__Direction__
Can you reproduce the text of every entry below word for word, leaving the pictures out?
/---
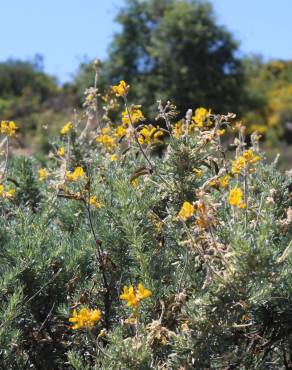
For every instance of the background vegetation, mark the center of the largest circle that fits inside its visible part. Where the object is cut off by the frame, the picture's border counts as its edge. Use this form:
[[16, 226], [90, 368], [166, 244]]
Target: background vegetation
[[172, 50]]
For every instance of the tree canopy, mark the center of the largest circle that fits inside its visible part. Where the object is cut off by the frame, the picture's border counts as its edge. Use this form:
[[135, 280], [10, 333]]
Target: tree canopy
[[170, 49]]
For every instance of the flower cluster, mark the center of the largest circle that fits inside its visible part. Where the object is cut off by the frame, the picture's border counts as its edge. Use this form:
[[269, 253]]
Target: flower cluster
[[247, 158], [235, 198], [187, 210], [133, 296], [6, 193], [121, 89], [66, 128], [77, 174], [42, 174], [202, 117], [85, 318], [8, 128]]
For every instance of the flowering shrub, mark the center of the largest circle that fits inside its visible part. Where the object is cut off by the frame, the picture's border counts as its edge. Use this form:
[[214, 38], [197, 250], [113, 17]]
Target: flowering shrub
[[171, 259]]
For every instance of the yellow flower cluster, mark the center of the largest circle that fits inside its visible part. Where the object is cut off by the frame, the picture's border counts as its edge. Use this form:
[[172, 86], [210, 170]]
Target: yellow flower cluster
[[121, 89], [76, 174], [222, 182], [149, 134], [94, 202], [181, 128], [136, 115], [6, 194], [133, 296], [106, 139], [8, 128], [66, 128], [240, 163], [202, 117], [235, 198], [85, 318], [42, 174], [186, 211], [61, 151]]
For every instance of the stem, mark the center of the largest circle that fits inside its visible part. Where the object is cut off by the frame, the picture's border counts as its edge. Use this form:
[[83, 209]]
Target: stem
[[140, 146], [107, 302], [135, 134]]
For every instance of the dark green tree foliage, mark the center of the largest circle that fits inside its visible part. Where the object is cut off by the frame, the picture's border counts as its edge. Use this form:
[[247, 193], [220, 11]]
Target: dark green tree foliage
[[17, 77], [175, 50]]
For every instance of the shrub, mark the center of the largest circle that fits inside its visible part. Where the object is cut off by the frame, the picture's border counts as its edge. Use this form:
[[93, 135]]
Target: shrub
[[141, 247]]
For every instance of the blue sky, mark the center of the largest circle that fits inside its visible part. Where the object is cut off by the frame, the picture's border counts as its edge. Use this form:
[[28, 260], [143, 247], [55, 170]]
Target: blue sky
[[67, 32]]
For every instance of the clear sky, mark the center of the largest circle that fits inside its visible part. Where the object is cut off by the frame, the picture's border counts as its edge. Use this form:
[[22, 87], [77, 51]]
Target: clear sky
[[66, 32]]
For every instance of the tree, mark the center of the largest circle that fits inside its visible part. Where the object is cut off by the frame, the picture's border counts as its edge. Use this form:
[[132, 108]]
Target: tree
[[174, 49]]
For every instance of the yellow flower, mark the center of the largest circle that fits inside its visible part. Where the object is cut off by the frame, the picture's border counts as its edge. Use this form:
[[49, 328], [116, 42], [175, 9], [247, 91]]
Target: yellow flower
[[129, 296], [135, 183], [61, 152], [238, 165], [76, 174], [142, 293], [221, 132], [149, 134], [42, 174], [201, 117], [8, 128], [224, 181], [107, 141], [66, 128], [85, 318], [113, 157], [6, 194], [177, 130], [121, 89], [134, 296], [10, 193], [235, 198], [186, 211], [120, 131], [94, 202], [136, 116], [198, 172]]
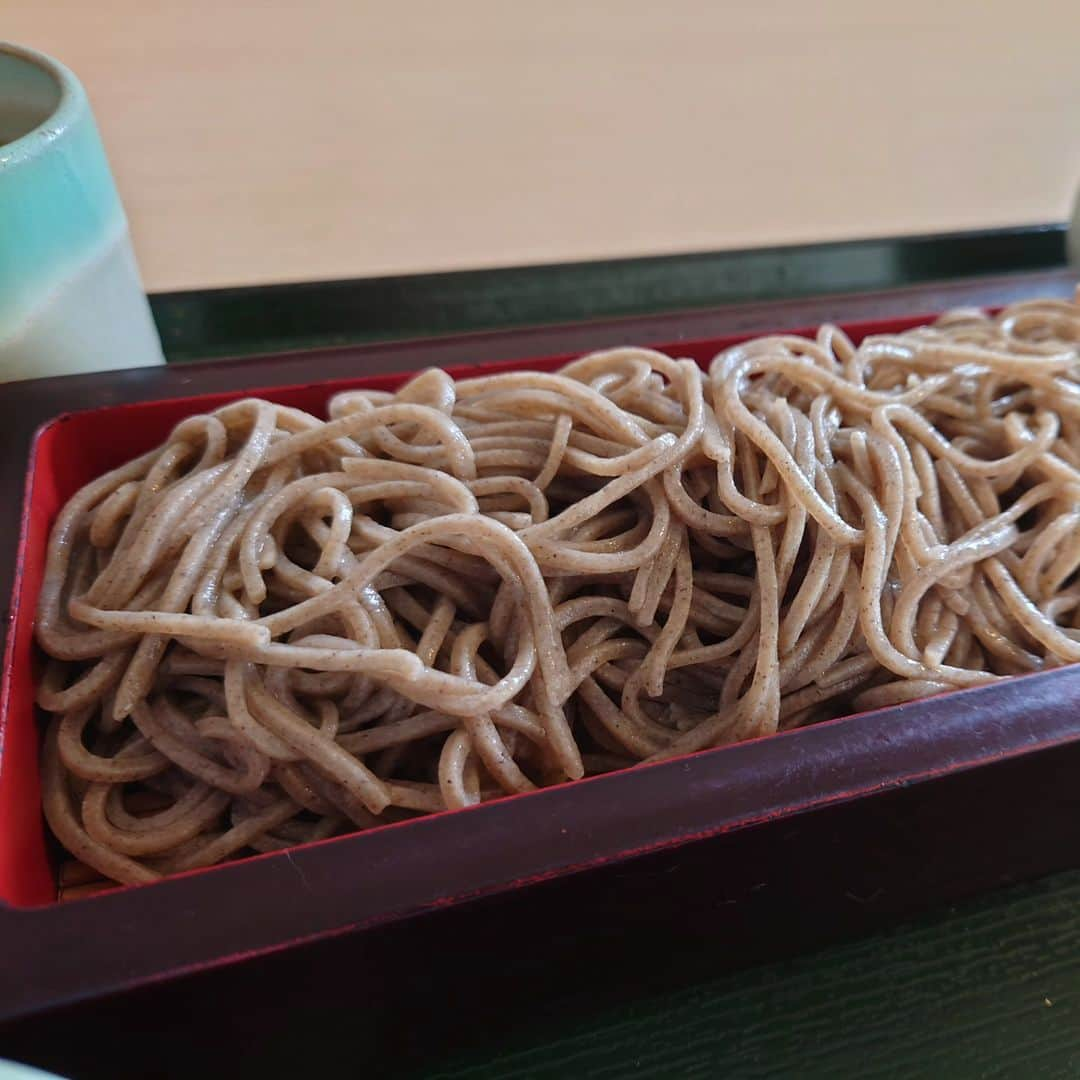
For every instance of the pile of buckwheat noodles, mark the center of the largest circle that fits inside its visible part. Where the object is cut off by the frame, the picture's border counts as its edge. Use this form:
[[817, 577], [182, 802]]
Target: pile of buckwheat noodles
[[275, 629]]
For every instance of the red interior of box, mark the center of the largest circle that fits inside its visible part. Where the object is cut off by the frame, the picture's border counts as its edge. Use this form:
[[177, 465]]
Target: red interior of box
[[68, 453]]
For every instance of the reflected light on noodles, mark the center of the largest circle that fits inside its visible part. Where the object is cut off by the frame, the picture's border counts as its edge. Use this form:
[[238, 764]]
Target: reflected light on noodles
[[275, 629]]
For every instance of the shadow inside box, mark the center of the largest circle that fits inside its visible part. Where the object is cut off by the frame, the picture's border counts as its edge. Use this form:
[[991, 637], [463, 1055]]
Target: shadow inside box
[[401, 999]]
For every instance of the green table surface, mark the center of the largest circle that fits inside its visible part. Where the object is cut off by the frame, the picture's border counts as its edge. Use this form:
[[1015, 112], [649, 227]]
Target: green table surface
[[989, 988]]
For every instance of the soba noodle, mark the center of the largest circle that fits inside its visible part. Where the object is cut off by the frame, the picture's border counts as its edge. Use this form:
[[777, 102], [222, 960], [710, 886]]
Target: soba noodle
[[275, 629]]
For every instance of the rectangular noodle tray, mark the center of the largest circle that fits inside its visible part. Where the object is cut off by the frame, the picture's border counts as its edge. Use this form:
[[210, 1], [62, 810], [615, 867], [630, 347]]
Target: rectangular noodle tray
[[771, 845]]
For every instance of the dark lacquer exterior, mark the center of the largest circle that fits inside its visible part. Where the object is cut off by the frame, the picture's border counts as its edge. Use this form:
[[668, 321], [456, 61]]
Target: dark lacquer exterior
[[799, 836]]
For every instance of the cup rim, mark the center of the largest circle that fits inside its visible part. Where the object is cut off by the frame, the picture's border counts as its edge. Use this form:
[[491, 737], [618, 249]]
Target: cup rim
[[67, 111]]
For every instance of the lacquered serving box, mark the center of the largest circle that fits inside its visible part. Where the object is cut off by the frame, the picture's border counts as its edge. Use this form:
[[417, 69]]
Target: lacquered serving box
[[770, 845]]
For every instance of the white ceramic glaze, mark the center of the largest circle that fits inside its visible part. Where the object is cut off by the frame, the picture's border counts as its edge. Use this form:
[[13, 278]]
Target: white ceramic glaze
[[70, 296]]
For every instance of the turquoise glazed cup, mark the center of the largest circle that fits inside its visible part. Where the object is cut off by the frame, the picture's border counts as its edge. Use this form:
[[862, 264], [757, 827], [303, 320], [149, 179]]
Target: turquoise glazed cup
[[70, 296]]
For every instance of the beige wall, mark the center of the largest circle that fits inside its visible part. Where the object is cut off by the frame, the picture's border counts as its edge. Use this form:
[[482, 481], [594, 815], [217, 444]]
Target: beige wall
\---
__Exercise response__
For every instance of the background vegetation, mark the center of the largest circle that fits inside its visible part. Where the object is cut off by the frame, the picture's border counts as its edge. Use this form:
[[16, 226], [90, 368], [166, 244]]
Target: background vegetation
[[172, 50]]
For every instance of the tree canopy, mark the center of the largest circle that fits inside its visible part. Where the object is cut off by the frame, the picture's border counts as its edge. Use this form:
[[135, 280], [10, 333]]
Target: tree canopy
[[170, 49]]
For every instance of the flower cluster, mark the center of the largest circle that fits inside its visible part. Where the object is cut off by the frame, the picture's border counts as its edge. Use this form:
[[269, 253]]
Target: flower cluster
[[247, 158], [235, 198], [187, 210], [133, 296], [6, 193], [121, 89], [66, 128], [77, 174], [42, 174], [202, 117], [85, 318], [8, 128]]
For every instance of the flowering shrub, mark the center of the largest circle that fits inside its visible part. Where the object is cut off by the frame, the picture's border counts as its edge. Use this form:
[[214, 38], [197, 250], [113, 17]]
Target: flowering shrub
[[171, 259]]
For every instance of the yellow flower cluster, mark the center of the largest circle that fits inside its visible part. Where the object is cut off by the frame, the picture's border counts as its edge. Use this form:
[[172, 86], [210, 170]]
Target: yellow flower cluster
[[121, 89], [76, 174], [222, 182], [149, 134], [94, 202], [181, 128], [136, 115], [6, 194], [133, 296], [106, 139], [8, 128], [66, 128], [240, 163], [202, 117], [235, 198], [85, 318], [42, 174], [186, 211], [61, 151]]
For every instance of the stem, mark the center of the largest circle that fits inside its visible part. Where the object is cut off by the frame, the picture's border counts as its edge. Use this form:
[[83, 209]]
Target: stem
[[140, 146], [107, 302], [135, 134]]
For every instance of the dark green tree foliage, mark the center of the largest circle that fits inside its visible part. Where the object is cut off by the frame, the picture's border counts as its edge. Use this form:
[[247, 193], [220, 11]]
Target: dark green tree foliage
[[17, 77], [175, 50]]
For every instance of the shrub, mark the center of the largest circle that fits inside its visible part. Where the object is cut off by the frame, the picture's border counts as its edge. Use this form:
[[93, 135]]
Target: shrub
[[141, 247]]
For every instance of the blue sky, mark the center of the largest circle that fits inside its visible part. Where the object is cut off by the frame, the picture's border counts as its edge. Use this form:
[[28, 260], [143, 247], [55, 170]]
Target: blue sky
[[67, 32]]
For every instance of the clear sky, mark the center of the largest circle that fits inside its visible part. Where the object is cut off by the frame, the picture's border counts as its edge. Use this form:
[[22, 87], [77, 51]]
Target: clear sky
[[66, 32]]
For every instance of the tree, mark the center of the largest circle that fits inside its visible part. Where the object is cut off by the frame, the picture's border counts as its edge. Use this form:
[[132, 108]]
Target: tree
[[174, 49]]
For every instance of the yellow flower, mark the center of the largest circle that fits inside its visible part. Where the object is cut off by the frame, the picture's border counts as its edge. Use this form:
[[49, 328], [116, 42], [175, 9], [247, 91]]
Target: yellow flower
[[129, 296], [135, 183], [61, 152], [238, 165], [76, 174], [142, 293], [221, 132], [149, 134], [42, 174], [201, 117], [8, 128], [224, 181], [107, 141], [66, 128], [85, 318], [113, 157], [6, 194], [177, 130], [121, 89], [134, 296], [10, 193], [235, 198], [186, 211], [120, 131], [94, 202], [136, 116], [198, 172]]
For every instance of the pile of buckwheat noodles, mark the center of the largest circle that fits inside its visible part. Where the object is cut off by the frame, the picture's border counts as its edge. Use this form:
[[817, 577], [182, 802]]
Target: pile of buckwheat noodles
[[275, 629]]
For every instance of the red interior of box, mark the center of the largest circle that fits inside its visible part. Where the object is cut off by the frame, the picture's border counts as its edge. Use this form:
[[177, 465]]
Target: red interior of box
[[68, 453]]
For every instance of the reflected light on noodles, mark the center of the largest circle that fits inside its visible part. Where the object is cut off by the frame, the picture's border counts as its edge. Use this form:
[[238, 764]]
Target: reflected light on noodles
[[275, 629]]
For every instance of the shadow inside box, mark the center of the largest circle that fits inside its visible part. Where the object is cut off by the frame, the picture's border counts as its edge. Use this form:
[[991, 637], [463, 1055]]
Target: shadow inside box
[[401, 999]]
For every instance of the green table surface, mark the center of the largest circle that fits inside its visible part. Where the object is cut off by the frame, the picture's border counts as its edge. Use this form:
[[1015, 112], [649, 227]]
Target: green table surface
[[989, 988]]
For every instance of the soba noodle, mark the center of the largest circle that fits inside its visible part. Where the object is cut off by the frame, the picture's border counts as its edge. Use this form:
[[777, 102], [222, 960], [710, 886]]
Target: soba noodle
[[275, 629]]
For every instance of the rectangular noodle tray, mark the center of the largest circle that fits inside its visible part. Where the object is cut off by the frame, the picture's border counts as its edge. Use this form:
[[210, 1], [62, 810], [615, 867], [630, 347]]
Target: rectangular noodle tray
[[771, 845]]
For every instance of the dark lacquer exterior, mark the center of the largest circle that fits inside its visible part. Where the object is cut off by the frame, the picture's border counts as its edge. Use this form:
[[668, 321], [456, 61]]
Target: dark lacquer exterior
[[799, 836]]
For every instance of the cup rim, mark the center of the largest circle that fits inside its visible part. Where the object is cut off by the frame, the picture's border counts as its edge. Use this form:
[[491, 737], [618, 249]]
Target: cup rim
[[67, 111]]
For every instance of the lacquered serving box, mark the center of the largest circle that fits inside its visible part. Where the object is cut off by the frame, the picture's border counts as its edge. Use this form:
[[417, 69]]
Target: lacquered serving box
[[770, 845]]
For every instance of the white ceramic glaze, mark the center of the largest circle that fits inside its visible part. Where the object is cut off by the frame, the picture's border counts as its edge. Use this form:
[[13, 278]]
Target: white ceramic glaze
[[70, 296]]
For every instance of the turquoise glazed cup, mark the center of the largest circle that fits inside its visible part. Where the object is cut off by the frame, the picture's border counts as its edge. Use this form:
[[862, 264], [757, 827], [303, 320], [149, 179]]
Target: turquoise glazed cup
[[70, 296]]
For every instance of the beige wall, mark the center of the largest circle that fits inside its visible part. Where the object is cut off by the frame, the picture's border counts as its edge. Use this form:
[[482, 481], [594, 815], [217, 444]]
Target: beige wall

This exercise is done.